╭─ Reading text
Collect them into t64xx for simplicity. Some notes:
t60[234]*.sh:
Merge tests started in t602*, overgrew bisect and remote tracking
tests in t6030, t6040, and t6041, and nearly overtook replace tests
in t6050. This made picking out relevant tests that I wanted to run
in a tighter loop slightly more annoying for years.
t303*.sh:
These started out as tests for the 'merge-recursive' toplevel command,
but did not restrict to that and had lots of overlap with the
underlying merge machinery.
t7405, t7613:
submodule-specific merge logic started out in submodule.c but was
moved to merge-recursive.c in commit 18cfc08866 ("submodule.c: move
submodule merging to merge-recursive.c", 2018-05-15). Since these
tests are about the logic found in the merge machinery, moving these
tests to be with the merge tests makes sense.
╰─
╭─ Records shown
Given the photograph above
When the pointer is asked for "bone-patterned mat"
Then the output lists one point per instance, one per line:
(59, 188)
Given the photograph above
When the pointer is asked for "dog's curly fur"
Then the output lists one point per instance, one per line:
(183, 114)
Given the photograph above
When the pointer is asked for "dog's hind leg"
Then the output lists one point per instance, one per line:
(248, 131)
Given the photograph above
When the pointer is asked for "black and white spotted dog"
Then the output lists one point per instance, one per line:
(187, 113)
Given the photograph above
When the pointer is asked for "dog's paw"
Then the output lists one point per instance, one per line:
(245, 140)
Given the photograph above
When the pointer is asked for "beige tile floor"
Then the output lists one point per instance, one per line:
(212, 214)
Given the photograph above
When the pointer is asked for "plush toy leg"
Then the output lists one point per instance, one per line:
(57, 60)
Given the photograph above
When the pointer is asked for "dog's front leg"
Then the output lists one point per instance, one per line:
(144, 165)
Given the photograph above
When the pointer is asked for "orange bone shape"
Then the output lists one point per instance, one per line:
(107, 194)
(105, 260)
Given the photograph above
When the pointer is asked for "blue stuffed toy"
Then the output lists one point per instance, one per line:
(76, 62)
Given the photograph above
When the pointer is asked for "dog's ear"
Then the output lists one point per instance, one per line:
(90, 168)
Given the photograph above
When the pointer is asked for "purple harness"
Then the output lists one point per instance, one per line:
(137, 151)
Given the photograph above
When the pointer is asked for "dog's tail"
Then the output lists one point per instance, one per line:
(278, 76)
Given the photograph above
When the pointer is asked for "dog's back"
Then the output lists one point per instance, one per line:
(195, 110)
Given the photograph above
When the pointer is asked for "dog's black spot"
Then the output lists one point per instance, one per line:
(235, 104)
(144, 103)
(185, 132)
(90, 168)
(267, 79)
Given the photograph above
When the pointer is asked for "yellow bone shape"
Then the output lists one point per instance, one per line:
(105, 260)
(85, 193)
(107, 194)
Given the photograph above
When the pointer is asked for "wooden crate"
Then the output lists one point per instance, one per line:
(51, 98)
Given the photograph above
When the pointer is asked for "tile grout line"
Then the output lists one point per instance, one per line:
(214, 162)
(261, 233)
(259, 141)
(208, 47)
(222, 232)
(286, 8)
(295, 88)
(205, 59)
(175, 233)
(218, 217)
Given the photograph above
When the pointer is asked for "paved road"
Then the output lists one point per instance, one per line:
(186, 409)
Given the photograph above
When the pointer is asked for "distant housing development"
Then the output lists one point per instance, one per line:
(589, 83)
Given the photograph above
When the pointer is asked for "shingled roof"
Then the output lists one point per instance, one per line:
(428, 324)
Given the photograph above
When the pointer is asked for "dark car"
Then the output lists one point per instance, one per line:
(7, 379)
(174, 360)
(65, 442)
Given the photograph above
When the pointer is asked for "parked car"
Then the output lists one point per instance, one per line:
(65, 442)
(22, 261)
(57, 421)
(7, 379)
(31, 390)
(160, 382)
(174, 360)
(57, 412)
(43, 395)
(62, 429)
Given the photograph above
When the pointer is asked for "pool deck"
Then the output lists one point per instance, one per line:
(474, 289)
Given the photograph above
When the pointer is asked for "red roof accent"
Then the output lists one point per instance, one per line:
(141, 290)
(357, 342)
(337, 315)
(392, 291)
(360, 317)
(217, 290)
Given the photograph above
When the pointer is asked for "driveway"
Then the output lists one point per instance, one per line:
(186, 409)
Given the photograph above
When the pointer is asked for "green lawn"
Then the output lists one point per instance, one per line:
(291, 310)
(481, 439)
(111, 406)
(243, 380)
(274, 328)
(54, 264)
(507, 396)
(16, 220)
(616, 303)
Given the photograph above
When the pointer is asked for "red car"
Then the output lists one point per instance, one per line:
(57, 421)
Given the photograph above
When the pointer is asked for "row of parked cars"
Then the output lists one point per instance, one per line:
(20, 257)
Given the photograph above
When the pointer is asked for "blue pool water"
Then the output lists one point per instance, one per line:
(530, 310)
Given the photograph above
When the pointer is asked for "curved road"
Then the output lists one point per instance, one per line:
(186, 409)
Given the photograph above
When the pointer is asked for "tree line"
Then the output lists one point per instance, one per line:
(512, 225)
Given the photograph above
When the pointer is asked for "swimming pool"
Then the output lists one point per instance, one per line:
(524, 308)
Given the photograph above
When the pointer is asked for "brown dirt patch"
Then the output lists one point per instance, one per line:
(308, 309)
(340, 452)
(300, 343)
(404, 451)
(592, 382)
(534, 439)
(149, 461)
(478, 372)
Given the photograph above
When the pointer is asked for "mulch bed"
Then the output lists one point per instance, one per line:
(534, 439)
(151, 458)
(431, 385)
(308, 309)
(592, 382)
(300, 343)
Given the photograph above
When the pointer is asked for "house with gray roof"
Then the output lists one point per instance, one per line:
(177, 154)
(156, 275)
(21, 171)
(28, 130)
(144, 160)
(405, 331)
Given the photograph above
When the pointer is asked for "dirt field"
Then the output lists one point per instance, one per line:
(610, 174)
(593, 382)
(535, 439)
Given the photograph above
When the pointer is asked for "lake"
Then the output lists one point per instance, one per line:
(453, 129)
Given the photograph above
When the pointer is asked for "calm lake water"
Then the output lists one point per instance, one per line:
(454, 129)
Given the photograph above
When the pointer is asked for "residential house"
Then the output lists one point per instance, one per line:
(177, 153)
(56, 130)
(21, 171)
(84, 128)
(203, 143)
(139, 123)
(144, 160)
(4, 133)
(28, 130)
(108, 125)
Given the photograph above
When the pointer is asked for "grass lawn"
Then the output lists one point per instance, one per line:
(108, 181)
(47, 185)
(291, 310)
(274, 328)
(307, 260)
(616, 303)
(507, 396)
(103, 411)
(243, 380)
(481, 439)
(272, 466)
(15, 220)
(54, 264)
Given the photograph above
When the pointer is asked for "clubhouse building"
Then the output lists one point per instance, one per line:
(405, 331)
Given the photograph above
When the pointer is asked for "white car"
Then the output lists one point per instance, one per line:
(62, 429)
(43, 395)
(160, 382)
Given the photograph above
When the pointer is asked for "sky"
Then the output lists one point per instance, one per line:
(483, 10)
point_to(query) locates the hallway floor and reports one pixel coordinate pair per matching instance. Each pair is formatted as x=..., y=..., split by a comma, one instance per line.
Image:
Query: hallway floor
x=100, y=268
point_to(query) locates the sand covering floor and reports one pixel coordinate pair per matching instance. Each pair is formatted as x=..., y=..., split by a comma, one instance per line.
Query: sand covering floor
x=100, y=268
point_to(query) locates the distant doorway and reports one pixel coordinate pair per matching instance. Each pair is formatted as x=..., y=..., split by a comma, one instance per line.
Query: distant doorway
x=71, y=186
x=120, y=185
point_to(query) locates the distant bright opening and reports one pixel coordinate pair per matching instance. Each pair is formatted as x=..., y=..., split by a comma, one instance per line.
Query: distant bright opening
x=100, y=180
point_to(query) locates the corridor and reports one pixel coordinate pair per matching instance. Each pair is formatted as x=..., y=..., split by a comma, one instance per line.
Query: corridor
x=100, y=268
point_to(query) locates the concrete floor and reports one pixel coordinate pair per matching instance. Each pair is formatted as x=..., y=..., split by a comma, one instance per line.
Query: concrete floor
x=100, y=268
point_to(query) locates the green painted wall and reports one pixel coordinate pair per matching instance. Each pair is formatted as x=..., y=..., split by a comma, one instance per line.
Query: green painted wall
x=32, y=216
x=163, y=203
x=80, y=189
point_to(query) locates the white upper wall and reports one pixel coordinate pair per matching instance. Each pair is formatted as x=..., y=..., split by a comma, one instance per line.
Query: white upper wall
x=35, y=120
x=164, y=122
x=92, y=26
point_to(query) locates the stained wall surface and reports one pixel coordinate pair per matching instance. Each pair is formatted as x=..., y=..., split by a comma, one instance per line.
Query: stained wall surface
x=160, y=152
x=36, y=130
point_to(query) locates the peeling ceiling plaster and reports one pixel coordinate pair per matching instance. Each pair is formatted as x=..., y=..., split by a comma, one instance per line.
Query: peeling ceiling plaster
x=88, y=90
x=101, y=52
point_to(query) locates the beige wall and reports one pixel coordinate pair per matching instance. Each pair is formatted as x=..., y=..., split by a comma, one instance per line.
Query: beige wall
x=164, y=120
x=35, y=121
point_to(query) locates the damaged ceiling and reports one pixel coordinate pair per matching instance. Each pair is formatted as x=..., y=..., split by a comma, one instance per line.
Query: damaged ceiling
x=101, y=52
╰─
▸ Exercise instructions
- 1) Pull out every line of the listing that contains the word "doorway".
- 2) Continue the note on regrouping the merge tests into t64xx, starting after its last sentence.
The commit message and the listing have nothing to do with each other.

▸ Expected results
- 1)
point_to(query) locates the distant doorway and reports one pixel coordinate pair per matching instance. Each pair is formatted as x=..., y=..., split by a comma, one instance per line.
Query: distant doorway

- 2)
t7607, t7609:
Having tests spread all over the place makes it more likely that
additional tests related to a certain piece of logic grow in all those
other places. Much like t303*.sh, these two tests were about the
underlying merge machinery rather than outer levels.
Tests that were NOT moved:
t76[01]*.sh:
Other than the four tests mentioned above, the remaining tests in
t76[01]*.sh are related to non-recursive merge strategies, parameter
parsing, and other stuff associated with the highlevel builtin/merge.c
rather than the recursive merge machinery.
t3[45]*.sh:
The rebase testcases in t34*.sh also test the merge logic pretty
heavily; sometimes changes I make only trigger failures in the rebase
tests. The rebase tests are already nicely coupled together, though,
and I didn't want to mess that up. Similar comments apply for the
cherry-pick tests in t35*.sh.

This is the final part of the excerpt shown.